- Written problem -
Filter the listing below and copy out every line that contains the string "window".

##### Provided records #####

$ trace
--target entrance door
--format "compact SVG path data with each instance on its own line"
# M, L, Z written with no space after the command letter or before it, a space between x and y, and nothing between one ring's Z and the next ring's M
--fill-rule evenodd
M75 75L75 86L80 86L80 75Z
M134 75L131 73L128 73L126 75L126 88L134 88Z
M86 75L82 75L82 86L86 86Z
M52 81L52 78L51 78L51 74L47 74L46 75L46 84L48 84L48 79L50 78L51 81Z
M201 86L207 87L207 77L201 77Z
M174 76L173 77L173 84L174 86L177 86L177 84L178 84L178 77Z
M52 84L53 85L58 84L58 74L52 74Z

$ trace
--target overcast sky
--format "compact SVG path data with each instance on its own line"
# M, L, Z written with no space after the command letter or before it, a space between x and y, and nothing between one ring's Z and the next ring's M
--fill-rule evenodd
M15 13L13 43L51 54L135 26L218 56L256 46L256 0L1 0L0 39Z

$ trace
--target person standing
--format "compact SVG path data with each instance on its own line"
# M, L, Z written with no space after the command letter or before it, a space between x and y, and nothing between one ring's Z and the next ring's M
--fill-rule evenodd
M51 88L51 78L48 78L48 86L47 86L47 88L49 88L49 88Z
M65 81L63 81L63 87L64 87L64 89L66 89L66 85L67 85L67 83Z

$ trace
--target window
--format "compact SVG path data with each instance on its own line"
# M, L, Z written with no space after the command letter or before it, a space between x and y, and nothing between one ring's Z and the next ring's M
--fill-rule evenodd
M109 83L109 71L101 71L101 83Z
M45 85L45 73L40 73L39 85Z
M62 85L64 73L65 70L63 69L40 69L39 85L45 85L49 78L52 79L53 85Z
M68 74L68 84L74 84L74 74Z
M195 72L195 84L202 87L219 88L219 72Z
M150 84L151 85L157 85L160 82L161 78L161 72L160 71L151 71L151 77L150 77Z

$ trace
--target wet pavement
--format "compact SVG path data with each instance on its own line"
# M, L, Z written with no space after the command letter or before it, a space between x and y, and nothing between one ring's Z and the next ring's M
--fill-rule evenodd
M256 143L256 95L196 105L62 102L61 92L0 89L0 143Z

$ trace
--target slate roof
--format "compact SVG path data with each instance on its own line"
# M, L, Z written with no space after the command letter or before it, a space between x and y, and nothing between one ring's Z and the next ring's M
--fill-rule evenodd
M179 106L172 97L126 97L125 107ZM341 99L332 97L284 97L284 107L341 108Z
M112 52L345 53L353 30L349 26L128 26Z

#####
##### Provided records #####

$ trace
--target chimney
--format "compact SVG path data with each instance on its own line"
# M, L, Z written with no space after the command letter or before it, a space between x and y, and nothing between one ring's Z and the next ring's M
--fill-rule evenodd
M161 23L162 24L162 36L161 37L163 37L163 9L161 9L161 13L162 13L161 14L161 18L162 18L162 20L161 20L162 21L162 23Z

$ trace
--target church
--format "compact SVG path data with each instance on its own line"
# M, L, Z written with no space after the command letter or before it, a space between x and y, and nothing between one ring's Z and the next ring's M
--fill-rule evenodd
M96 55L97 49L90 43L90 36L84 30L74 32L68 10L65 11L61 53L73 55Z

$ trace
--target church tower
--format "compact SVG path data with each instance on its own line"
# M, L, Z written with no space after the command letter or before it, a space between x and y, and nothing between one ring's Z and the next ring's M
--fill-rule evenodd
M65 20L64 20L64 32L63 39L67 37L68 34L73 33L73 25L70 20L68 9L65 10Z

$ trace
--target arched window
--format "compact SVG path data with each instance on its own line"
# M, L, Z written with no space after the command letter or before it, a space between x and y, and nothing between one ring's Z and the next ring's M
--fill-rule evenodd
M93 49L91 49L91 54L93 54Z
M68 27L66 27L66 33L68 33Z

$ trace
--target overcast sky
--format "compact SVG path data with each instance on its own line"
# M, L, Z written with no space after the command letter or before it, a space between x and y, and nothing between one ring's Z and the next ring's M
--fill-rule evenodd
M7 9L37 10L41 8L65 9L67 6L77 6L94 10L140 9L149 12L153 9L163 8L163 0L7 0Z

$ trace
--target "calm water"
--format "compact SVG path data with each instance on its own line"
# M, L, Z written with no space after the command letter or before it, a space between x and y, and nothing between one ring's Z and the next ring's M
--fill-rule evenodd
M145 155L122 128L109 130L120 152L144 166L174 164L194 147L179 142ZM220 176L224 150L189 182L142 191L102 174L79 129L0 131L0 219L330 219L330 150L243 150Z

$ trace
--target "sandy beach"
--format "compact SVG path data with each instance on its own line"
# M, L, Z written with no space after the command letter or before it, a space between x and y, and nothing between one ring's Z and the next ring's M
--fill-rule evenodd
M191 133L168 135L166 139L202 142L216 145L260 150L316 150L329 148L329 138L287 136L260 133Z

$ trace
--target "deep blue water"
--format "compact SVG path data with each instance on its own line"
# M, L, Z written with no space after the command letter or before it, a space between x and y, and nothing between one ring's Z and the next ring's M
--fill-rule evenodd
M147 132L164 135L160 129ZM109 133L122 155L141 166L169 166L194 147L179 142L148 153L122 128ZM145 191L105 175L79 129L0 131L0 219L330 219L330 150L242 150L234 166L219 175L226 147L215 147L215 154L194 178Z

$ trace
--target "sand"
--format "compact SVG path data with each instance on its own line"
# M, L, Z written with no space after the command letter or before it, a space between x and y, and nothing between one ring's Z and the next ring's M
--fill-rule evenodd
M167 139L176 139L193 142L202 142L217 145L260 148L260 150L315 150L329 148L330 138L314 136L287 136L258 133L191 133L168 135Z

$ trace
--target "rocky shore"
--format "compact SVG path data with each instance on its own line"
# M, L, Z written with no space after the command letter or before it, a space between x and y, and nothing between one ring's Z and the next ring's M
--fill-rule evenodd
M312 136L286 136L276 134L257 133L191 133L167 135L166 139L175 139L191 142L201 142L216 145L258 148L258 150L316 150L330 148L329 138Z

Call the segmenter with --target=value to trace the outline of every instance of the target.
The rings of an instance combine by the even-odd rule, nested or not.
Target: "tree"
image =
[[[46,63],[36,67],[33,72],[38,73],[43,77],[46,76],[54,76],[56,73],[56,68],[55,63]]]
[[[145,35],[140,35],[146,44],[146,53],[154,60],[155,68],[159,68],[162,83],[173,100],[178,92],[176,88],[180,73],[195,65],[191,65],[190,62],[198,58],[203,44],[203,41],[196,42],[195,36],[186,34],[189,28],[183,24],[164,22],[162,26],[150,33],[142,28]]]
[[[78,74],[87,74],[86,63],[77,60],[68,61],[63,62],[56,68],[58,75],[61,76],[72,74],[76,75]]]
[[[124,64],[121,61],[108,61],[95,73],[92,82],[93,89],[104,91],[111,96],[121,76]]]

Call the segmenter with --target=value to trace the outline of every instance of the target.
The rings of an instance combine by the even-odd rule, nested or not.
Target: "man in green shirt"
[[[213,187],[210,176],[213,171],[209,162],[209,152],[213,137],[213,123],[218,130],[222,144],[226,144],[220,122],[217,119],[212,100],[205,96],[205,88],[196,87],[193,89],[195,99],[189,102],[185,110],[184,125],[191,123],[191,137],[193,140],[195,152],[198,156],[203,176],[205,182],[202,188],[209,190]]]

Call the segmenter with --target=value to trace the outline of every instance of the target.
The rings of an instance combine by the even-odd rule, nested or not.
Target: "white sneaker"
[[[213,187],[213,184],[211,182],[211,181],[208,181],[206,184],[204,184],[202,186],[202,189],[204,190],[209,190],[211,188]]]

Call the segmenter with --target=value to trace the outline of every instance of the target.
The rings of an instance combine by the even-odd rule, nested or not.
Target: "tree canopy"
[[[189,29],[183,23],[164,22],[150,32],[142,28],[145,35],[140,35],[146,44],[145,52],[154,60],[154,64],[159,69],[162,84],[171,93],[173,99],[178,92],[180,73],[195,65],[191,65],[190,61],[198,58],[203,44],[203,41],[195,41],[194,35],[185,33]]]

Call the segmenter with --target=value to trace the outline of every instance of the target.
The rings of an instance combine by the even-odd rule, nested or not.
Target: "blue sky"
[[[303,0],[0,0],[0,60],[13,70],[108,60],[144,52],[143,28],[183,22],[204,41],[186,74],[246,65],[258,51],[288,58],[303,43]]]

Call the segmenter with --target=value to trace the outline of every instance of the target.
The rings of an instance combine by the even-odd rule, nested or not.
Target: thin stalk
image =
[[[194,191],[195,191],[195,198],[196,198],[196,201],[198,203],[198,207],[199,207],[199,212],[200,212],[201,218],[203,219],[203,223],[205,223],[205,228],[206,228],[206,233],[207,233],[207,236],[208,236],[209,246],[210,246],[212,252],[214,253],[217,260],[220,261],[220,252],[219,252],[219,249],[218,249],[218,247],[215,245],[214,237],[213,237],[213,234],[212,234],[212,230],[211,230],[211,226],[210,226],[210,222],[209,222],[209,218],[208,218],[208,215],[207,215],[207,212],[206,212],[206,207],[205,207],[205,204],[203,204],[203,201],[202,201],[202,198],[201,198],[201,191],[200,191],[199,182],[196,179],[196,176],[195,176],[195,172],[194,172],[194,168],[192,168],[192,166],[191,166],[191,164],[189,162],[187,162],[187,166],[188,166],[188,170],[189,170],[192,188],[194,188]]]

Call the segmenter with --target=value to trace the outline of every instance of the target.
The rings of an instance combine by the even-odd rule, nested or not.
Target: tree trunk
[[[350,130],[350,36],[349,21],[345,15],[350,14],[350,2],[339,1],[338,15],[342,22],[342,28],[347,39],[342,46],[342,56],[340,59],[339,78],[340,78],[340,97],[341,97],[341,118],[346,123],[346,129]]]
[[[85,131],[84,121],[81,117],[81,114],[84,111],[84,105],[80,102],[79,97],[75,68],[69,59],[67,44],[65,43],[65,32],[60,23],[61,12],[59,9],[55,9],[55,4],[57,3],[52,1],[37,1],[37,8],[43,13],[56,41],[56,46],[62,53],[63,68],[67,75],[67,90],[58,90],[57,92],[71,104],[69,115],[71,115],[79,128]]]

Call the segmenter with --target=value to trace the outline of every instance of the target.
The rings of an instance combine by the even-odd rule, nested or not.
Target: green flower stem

#####

- Written solution -
--target window
--target arched window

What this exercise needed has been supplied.